* STATED TASK
Please copy the records below word for word, beginning at the line that contains "Identify every instance of the wet" and continuing through the end of the records. Leave out the pictures.

((

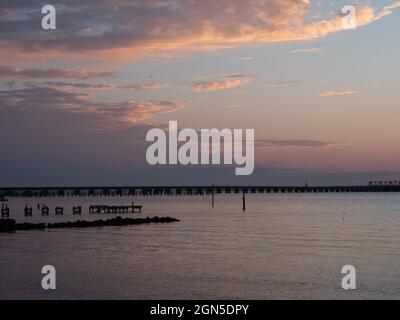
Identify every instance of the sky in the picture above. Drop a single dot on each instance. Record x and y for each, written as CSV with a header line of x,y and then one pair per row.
x,y
76,102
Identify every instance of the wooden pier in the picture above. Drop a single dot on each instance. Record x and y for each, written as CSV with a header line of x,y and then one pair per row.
x,y
114,209
187,190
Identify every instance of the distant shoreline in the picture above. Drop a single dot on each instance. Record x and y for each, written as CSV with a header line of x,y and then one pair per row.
x,y
10,225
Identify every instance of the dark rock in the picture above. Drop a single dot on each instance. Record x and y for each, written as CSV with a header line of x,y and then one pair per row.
x,y
11,225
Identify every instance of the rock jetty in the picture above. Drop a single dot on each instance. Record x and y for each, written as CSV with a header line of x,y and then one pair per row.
x,y
9,225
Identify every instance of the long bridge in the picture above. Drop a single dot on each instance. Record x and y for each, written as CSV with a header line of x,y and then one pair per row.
x,y
187,190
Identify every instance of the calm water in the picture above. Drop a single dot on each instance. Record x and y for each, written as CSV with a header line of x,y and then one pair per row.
x,y
283,247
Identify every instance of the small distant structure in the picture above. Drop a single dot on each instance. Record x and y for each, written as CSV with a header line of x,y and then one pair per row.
x,y
384,183
59,211
45,210
115,209
5,211
28,211
77,210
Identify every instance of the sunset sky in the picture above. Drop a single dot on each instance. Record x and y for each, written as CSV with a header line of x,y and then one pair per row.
x,y
76,102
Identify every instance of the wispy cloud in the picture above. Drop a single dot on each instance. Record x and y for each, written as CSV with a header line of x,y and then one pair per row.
x,y
282,84
112,113
207,24
227,82
334,93
9,72
309,50
303,143
107,86
145,86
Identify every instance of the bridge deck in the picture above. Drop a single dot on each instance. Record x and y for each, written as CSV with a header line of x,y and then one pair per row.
x,y
184,190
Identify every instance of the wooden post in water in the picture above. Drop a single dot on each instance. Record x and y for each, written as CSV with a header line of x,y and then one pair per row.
x,y
244,201
212,199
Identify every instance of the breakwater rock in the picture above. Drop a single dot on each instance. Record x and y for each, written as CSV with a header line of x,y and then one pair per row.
x,y
7,225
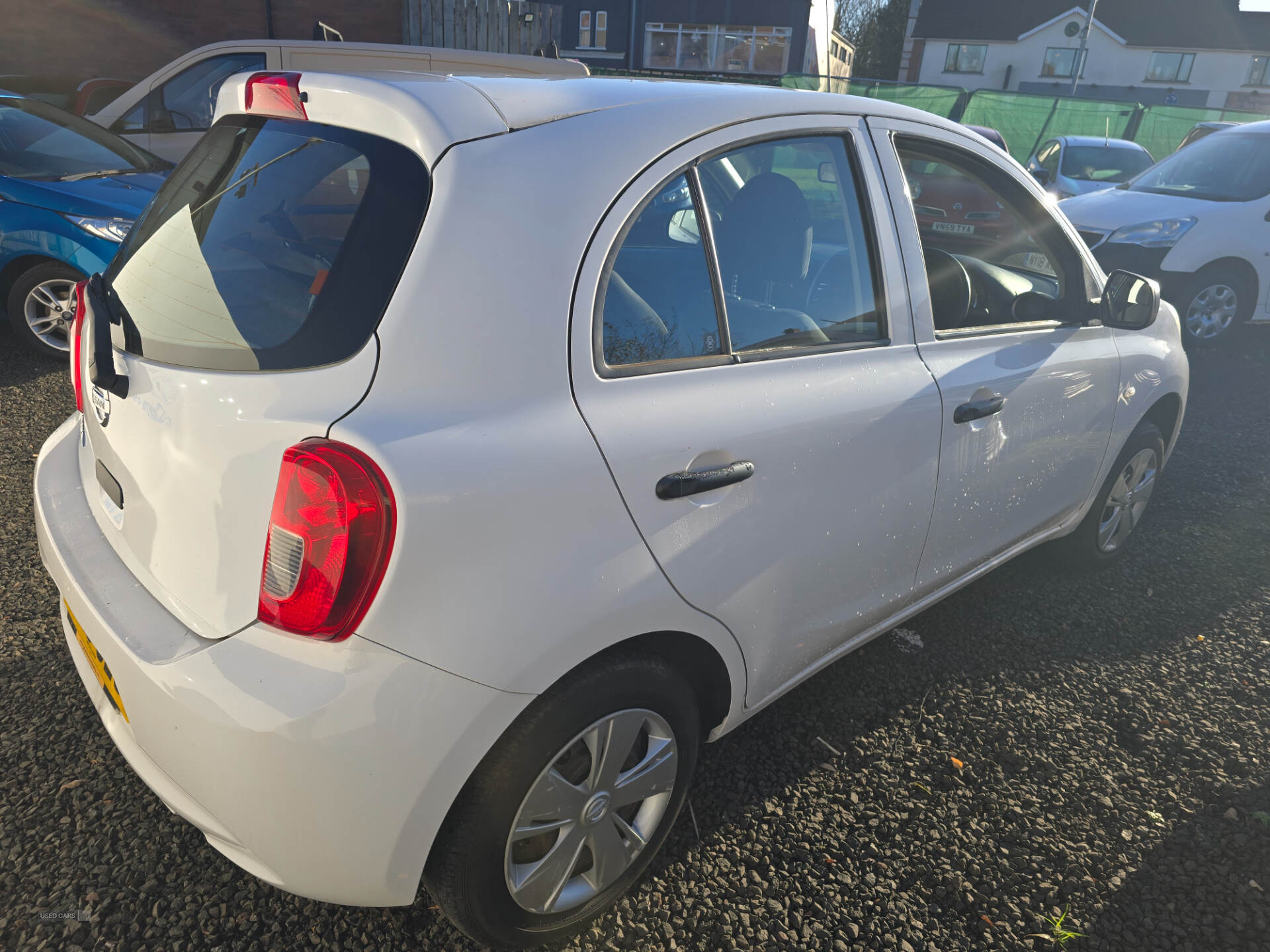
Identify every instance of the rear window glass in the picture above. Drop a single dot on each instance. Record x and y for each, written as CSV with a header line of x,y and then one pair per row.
x,y
276,245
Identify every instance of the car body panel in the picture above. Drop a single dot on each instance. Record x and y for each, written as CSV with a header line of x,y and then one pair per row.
x,y
33,223
318,56
265,738
197,455
1066,186
841,444
493,457
1034,463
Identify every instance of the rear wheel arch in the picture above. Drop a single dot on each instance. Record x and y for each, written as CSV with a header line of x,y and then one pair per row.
x,y
697,659
1166,414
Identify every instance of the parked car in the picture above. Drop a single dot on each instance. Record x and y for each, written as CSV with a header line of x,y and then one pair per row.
x,y
63,91
69,193
168,111
488,543
1202,130
1191,222
992,136
1075,165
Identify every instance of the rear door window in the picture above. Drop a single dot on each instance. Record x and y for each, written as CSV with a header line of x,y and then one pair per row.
x,y
276,245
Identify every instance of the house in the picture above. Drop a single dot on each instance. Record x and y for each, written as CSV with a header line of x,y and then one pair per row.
x,y
1175,52
753,37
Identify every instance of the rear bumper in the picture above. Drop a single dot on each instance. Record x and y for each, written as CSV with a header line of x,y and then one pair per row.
x,y
321,768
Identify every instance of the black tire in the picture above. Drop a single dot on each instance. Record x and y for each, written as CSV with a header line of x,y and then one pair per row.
x,y
1082,550
17,302
1210,280
465,873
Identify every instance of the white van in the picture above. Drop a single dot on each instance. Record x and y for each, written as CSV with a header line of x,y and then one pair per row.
x,y
168,111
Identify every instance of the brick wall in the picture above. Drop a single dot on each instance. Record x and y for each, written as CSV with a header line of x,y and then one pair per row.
x,y
78,40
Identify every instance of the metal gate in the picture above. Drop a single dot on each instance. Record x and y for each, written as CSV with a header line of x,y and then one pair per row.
x,y
492,26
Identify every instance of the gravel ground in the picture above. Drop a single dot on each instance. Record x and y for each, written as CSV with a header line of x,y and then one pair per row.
x,y
1034,744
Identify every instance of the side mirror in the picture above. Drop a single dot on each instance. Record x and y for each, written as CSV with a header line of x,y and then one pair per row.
x,y
683,227
1129,301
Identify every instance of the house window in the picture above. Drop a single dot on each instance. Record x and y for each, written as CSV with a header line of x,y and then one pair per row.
x,y
966,58
1259,71
1061,61
588,40
1170,67
691,46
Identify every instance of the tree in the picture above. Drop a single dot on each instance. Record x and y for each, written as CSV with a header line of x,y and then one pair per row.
x,y
876,30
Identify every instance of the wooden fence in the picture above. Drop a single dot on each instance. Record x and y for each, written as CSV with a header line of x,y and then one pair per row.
x,y
493,26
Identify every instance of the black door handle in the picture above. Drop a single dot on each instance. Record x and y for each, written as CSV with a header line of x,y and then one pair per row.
x,y
977,409
677,485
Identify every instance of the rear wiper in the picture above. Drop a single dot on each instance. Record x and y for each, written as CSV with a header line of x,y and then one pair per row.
x,y
79,175
101,362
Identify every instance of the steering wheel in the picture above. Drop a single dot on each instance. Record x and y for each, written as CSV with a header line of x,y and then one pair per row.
x,y
952,292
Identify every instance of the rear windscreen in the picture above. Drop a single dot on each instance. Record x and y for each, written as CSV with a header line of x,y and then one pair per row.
x,y
275,245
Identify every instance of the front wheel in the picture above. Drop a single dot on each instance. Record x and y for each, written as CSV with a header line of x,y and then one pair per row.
x,y
42,305
1212,306
1122,502
570,808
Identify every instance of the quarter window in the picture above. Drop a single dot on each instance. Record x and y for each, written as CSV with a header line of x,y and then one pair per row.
x,y
1257,71
658,300
134,121
189,98
966,58
1170,67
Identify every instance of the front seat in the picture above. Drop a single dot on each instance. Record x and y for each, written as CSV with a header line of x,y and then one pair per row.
x,y
765,249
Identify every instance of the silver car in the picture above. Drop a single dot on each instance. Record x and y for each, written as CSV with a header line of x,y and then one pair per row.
x,y
1076,165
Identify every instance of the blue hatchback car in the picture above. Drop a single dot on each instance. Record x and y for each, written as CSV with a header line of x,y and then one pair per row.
x,y
69,193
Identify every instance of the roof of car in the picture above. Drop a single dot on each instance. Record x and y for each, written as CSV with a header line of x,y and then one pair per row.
x,y
431,112
1100,141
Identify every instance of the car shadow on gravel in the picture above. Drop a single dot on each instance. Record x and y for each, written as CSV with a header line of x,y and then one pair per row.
x,y
1203,888
19,366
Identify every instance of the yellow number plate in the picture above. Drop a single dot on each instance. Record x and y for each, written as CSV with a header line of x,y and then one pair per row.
x,y
98,664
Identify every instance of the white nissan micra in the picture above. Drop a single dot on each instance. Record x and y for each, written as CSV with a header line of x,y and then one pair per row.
x,y
456,455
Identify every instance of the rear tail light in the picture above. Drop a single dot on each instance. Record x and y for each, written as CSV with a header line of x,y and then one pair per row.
x,y
77,334
331,536
276,95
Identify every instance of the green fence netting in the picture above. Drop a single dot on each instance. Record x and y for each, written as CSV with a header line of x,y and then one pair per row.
x,y
941,100
1162,128
1025,120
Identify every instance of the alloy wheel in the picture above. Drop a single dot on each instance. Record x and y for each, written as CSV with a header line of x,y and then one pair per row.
x,y
592,811
50,310
1128,499
1212,311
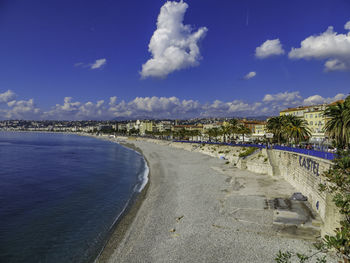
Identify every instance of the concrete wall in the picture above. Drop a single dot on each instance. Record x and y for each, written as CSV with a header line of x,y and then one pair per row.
x,y
302,171
305,174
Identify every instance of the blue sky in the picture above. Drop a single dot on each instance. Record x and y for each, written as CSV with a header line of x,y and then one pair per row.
x,y
95,50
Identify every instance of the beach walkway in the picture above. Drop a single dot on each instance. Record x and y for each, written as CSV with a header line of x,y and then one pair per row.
x,y
200,209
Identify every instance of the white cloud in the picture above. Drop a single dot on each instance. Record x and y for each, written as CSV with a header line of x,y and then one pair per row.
x,y
21,109
173,45
250,75
329,46
99,63
269,48
317,99
159,107
347,25
7,96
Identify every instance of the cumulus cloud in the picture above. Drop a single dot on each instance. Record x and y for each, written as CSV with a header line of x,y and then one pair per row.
x,y
329,46
250,75
317,99
99,63
159,107
269,48
173,46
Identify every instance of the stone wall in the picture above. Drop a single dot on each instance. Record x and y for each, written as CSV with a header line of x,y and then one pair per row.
x,y
305,174
302,171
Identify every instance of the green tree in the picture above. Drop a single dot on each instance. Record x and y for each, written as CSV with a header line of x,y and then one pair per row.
x,y
338,122
226,130
213,133
243,130
296,128
275,125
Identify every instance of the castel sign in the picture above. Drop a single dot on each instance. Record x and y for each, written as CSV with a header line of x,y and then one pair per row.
x,y
309,165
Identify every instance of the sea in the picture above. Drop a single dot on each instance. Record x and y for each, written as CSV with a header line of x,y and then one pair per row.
x,y
62,194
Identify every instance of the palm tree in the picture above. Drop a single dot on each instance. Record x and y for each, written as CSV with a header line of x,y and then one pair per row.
x,y
225,130
213,132
234,126
338,123
296,128
241,129
276,125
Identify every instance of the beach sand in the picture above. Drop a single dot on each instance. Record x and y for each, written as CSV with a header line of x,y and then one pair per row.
x,y
197,208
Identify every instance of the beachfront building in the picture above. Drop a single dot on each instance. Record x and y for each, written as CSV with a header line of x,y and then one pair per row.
x,y
163,126
259,130
146,127
314,116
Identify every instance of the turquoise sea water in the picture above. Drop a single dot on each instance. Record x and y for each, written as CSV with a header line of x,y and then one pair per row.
x,y
61,194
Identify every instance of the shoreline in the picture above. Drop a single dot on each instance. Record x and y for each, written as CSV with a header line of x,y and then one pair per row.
x,y
125,219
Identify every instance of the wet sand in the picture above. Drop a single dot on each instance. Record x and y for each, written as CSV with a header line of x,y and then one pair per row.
x,y
197,208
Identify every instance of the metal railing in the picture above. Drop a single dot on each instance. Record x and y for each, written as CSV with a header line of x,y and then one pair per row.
x,y
319,154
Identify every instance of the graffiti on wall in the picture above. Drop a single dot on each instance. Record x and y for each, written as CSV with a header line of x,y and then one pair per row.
x,y
309,164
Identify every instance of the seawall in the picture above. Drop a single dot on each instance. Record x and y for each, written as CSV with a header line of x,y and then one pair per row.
x,y
304,172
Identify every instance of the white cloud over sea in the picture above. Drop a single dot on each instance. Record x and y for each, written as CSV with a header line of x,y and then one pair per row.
x,y
153,107
174,46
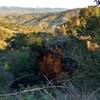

))

* OUTPUT BELOW
Identify every instance of the wet sand in the picture above. Drop a single dot on each instance. Record x and y for each, written as CSV with a header line of x,y and then one pair per row.
x,y
197,208
Identify every instance of the metal railing in the picture above. Drop a single dot on each instance. Record x and y for each, written as CSV with a header line of x,y and then one pair per row.
x,y
319,154
Identify every instance of the graffiti on wall in the picture above. Drop a single dot on each instance. Record x and y for each, written as CSV with a header line of x,y and then one pair per row.
x,y
309,164
Identify every instance of the seawall in the picture above. Drop a single dot on each instance. Record x and y for each, written as CSV with a header line of x,y and then one pair per row.
x,y
304,172
Identify every instance of the white cloud over sea in the picture above. Drop a single dot on each instance. Record x and y for each, written as CSV with a header line of x,y and then one pair per row.
x,y
153,107
174,46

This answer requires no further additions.